▸ EXERCISE INSTRUCTIONS: Produce a verbatim transcription of the records below, beginning at the line containing "Put a dot on every instance of the lesser" and ending at the final line; include only those lines.

▸ MATERIAL FOR THIS EXERCISE:
####################

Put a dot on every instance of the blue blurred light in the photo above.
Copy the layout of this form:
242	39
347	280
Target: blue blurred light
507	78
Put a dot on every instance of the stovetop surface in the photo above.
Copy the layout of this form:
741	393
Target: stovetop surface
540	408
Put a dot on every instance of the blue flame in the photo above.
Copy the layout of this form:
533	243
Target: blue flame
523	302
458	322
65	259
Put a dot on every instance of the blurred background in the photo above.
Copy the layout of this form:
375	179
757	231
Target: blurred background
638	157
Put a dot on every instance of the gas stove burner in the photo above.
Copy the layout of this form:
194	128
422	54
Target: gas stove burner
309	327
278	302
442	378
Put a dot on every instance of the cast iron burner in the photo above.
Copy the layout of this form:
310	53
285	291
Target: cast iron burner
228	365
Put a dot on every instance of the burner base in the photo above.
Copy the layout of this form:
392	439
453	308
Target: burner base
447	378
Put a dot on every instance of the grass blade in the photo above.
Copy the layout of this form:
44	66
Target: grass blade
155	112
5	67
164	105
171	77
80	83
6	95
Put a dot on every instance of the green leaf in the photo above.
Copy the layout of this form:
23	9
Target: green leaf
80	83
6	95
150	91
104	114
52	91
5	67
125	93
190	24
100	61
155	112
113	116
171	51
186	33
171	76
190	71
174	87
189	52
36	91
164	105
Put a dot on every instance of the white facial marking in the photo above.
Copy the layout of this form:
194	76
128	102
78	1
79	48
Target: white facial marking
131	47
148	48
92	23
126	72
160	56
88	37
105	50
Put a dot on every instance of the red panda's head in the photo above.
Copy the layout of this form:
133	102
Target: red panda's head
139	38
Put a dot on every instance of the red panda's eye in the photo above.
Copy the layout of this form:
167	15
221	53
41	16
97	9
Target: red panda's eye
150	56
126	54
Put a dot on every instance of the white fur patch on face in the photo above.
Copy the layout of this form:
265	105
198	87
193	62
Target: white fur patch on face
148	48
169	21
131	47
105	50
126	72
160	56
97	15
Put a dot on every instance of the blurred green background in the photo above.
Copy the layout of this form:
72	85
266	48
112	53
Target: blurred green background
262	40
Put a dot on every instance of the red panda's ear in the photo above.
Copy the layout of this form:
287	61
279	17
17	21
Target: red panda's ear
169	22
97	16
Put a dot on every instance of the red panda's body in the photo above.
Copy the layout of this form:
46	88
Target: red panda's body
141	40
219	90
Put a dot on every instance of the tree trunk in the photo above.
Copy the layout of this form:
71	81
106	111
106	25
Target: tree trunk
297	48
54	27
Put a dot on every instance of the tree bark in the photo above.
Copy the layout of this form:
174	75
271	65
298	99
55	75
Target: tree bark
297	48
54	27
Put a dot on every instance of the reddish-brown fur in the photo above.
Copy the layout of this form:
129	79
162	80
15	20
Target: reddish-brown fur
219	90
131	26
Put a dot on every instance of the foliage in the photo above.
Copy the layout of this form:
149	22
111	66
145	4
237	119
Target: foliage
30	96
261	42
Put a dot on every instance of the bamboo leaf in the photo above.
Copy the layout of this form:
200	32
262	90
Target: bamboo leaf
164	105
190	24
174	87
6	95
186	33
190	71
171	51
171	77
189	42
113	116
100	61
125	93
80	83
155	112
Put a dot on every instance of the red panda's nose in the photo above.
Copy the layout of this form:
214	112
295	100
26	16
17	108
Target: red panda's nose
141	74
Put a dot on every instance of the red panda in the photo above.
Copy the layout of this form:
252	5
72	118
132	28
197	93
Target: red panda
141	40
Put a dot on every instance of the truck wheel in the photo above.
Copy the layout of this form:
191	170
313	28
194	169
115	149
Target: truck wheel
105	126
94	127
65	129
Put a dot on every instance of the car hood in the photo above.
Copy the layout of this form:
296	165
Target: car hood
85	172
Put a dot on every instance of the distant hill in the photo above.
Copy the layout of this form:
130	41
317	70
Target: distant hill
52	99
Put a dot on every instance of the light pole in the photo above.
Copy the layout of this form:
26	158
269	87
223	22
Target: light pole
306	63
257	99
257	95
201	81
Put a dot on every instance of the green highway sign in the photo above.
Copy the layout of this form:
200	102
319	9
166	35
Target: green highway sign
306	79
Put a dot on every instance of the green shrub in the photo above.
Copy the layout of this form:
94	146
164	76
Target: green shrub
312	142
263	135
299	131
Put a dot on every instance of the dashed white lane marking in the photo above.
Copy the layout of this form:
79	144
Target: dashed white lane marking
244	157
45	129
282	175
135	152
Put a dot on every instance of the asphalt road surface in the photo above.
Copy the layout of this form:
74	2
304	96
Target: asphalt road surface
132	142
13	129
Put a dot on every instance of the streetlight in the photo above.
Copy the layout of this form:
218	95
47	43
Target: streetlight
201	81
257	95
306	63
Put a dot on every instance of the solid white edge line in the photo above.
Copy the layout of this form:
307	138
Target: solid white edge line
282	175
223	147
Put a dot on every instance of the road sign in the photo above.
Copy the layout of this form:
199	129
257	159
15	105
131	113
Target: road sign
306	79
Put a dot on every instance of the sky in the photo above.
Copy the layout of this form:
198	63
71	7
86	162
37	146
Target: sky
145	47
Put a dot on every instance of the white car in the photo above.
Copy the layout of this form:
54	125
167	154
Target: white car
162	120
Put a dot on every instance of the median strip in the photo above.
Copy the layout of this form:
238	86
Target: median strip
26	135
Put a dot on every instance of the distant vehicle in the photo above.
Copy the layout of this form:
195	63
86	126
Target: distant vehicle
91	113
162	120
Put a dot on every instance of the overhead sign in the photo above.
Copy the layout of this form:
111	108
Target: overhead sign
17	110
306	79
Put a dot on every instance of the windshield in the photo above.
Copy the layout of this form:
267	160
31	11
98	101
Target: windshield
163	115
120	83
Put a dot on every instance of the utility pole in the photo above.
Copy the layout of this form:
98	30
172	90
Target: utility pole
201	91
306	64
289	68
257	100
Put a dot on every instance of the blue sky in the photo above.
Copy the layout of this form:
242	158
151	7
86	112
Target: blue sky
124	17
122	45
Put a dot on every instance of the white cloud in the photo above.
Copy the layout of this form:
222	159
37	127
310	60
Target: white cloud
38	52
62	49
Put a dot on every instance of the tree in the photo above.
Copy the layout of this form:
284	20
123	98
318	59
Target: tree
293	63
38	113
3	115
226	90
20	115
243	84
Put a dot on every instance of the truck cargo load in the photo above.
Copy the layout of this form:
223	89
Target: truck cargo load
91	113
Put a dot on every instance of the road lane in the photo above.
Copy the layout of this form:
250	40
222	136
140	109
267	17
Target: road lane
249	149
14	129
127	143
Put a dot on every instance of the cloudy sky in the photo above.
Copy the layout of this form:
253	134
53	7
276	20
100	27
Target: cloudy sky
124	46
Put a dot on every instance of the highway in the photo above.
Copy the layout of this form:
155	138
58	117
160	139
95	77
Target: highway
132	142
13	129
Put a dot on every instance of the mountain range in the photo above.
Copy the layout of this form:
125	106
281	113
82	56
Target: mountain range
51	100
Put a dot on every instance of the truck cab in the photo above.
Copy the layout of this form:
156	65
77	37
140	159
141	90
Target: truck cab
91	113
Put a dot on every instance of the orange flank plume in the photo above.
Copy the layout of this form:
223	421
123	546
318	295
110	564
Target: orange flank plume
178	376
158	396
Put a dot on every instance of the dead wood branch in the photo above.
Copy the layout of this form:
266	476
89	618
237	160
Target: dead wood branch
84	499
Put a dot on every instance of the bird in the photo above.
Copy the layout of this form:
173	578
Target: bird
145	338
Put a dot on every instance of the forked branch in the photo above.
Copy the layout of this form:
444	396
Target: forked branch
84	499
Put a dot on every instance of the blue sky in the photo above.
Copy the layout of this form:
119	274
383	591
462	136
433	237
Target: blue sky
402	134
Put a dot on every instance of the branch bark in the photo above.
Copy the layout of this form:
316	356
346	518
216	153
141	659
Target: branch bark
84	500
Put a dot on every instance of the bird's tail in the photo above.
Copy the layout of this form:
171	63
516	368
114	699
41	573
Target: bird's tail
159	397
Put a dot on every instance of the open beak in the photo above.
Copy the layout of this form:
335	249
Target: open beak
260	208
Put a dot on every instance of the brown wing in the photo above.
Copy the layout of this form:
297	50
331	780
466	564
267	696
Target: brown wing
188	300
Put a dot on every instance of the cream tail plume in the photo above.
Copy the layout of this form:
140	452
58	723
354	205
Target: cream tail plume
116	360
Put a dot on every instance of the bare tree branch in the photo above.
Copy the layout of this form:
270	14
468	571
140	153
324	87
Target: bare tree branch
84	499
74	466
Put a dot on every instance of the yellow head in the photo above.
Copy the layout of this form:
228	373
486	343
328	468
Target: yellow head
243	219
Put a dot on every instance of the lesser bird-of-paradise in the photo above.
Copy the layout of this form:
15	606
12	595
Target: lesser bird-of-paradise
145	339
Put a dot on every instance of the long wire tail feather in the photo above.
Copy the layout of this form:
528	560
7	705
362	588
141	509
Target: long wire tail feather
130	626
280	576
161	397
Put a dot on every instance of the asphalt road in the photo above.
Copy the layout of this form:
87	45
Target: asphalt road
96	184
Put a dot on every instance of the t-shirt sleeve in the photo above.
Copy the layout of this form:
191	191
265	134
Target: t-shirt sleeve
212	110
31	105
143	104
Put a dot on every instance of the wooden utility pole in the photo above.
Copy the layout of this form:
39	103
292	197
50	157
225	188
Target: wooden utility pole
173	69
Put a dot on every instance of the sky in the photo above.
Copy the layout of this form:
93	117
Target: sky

####################

▸ REPLY TO THE TASK:
Put a dot on every instance of the lesser bird-of-paradise in the photo above.
Copy the layout of this form:
15	606
12	595
Target: lesser bird-of-paradise
145	339
Put a dot on every instance of the long wire tail feather in the photo above.
Copy the layout of this form:
528	560
7	705
362	588
141	509
Target: long wire tail feather
130	626
280	576
161	397
Put a dot on every instance of the asphalt road in the photo above.
Copy the layout of this form:
87	45
Target: asphalt road
96	184
Put a dot on every instance of the t-shirt sleeve in the photo above.
Copy the layout of this form:
191	191
265	134
Target: t-shirt sleeve
212	110
31	105
143	104
Put a dot on every instance of the wooden utility pole in the photo above.
Copy the layout of this form:
39	103
292	197
50	157
225	188
Target: wooden utility pole
173	69
Put a dot on every instance of the sky in the photo above.
Copy the layout of this form:
93	117
Target: sky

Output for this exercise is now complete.